*Provided passage*:
>>>

Significance testing can be applied in both the above scenarios. The next sections will highlight the steps involved.

Since the data obtained in surveys are typically percentages, **z-test for proportions** is a common statistical test used to determine whether a difference between two percentages is significant (reflects a real difference in the data), or due to chance. While this article specifically talks about z-test, the theoretical basis behind it is similar to that of other significance testing like *t-tests. *

Researchers typically use analysis softwares/calculators to do significance tests. In this section we won't take you through the mathematical calculations but instead provide you a theoretical understanding of the what's and why's happening behind the scenes. Below are the key components involved : ****

In statistical tests, it is standard practice to state your hypothesis and be clear about what it is that you are testing before you jump into performing the tests. Taking our example of the campaign effectiveness study we can define our hypothesis as follows

**Null hypothesis **: The first is to establish a null hypothesis, or something you’re trying to disprove. In our case, it would be : There is no meaningful difference in brand awareness before and after the ad campaign.

**Alternative hypothesis** : An alternate hypothesis is something you’re trying to prove. In our case it would be : The pre and post campaign brand awareness percentages are significantly different i.e. the post campaign brand awareness metric (test group) could be meaningfully lower or greater than the pre-campaign awareness percentage (reference group).

The z-test is basically an evidence gathering exercise : do we have enough evidence to reject the null hypothesis and accept the alternative hypothesis i.e. there is a meaningful difference between the two groups?

As mentioned before, apart from this hypothesis testing, an aim could also be exploratory analysis to uncover interesting differences between other variables. You would follow the same steps for the groups you want to compare. For simplicity, we'll focus on the above hypothesis. ****

The next step involves calculating a z-statistic which is also known as the z-score. Z-score is calculated using a somewhat complex formula but it essentially involves converting raw percentages from our survey results into standard deviation units.

Z-scores can be positive, negative, or equal to zero. The sign indicates whether the test score (post-campaign %) is greater(+) or lower(-) than the reference group (pre-campaign %).

So using our example of a Campaign Effectiveness Study, a z-score of 0 indicates that there is no difference between the pre and post campaign groups. A z-score of +1.5 means that the post-campaign group is 1.5 deviations away from the reference group (pre-campaign group), while a z-score of -0.5 means that the post-campaign group is 0.5 standard deviations lower than the reference group.

Z-scores are a versatile and powerful tool for data analysis for the following reasons :

1. They enables us to compare two scores from different samples (which may have different means and standard deviations). In our case they enable us to compare % scores from pre and post campaign surveys. Taking raw percentage scores and simply saying there is a x% difference between two groups for a metric is not enough. We need to take into account other factors such as the sample size and standard error for each group, and that’s what z-score does. For example, an 8% difference between two groups is more likely to be statistically significant if their sample sizes were N =1000 than if the sample sizes were much smaller, say N=50.

2. No matter what measurement scale or metric you use, z-scores translate those arbitrary scores into a standardized unit on which a statistical test can be applied. In our case we are using percentage values, but z-tests can be used on a wide variety of metrics such as weight, age, height, exam scores, etc.

3. Z-scores have a probability value attached to them which tells us if the difference is significant or no. This is what is discussed in the next section.

<<<

*Records shown*:
>>>

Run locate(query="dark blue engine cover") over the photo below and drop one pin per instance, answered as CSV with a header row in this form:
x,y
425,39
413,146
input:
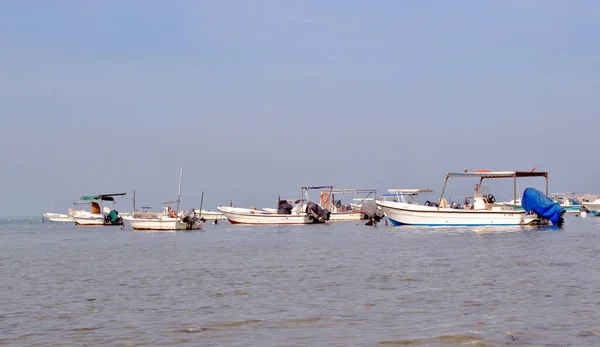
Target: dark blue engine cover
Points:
x,y
538,202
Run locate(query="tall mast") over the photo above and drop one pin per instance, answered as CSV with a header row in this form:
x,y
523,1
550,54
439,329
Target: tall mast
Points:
x,y
179,192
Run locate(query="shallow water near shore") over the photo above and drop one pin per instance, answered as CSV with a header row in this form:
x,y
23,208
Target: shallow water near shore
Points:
x,y
339,284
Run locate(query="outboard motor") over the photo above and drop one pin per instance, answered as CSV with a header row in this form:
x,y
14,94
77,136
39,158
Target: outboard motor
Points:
x,y
317,213
535,201
371,212
189,217
113,218
284,207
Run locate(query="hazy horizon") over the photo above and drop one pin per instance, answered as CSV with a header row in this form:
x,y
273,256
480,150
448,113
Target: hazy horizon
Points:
x,y
258,99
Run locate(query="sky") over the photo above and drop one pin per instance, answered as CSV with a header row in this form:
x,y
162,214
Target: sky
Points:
x,y
258,98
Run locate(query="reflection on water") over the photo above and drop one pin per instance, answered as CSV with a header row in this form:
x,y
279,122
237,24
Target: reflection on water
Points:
x,y
337,284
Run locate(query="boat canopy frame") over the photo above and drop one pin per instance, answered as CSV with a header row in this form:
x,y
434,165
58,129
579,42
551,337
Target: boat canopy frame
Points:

<<<

*Task statement*: Copy the significance testing passage above, starting at the words "As mentioned before, apart" and stopping after "standard deviation units.", and change "exploratory analysis" to "further analysis" in that stretch.

*Right answer*:
As mentioned before, apart from this hypothesis testing, an aim could also be further analysis to uncover interesting differences between other variables. You would follow the same steps for the groups you want to compare. For simplicity, we'll focus on the above hypothesis. ****

The next step involves calculating a z-statistic which is also known as the z-score. Z-score is calculated using a somewhat complex formula but it essentially involves converting raw percentages from our survey results into standard deviation units.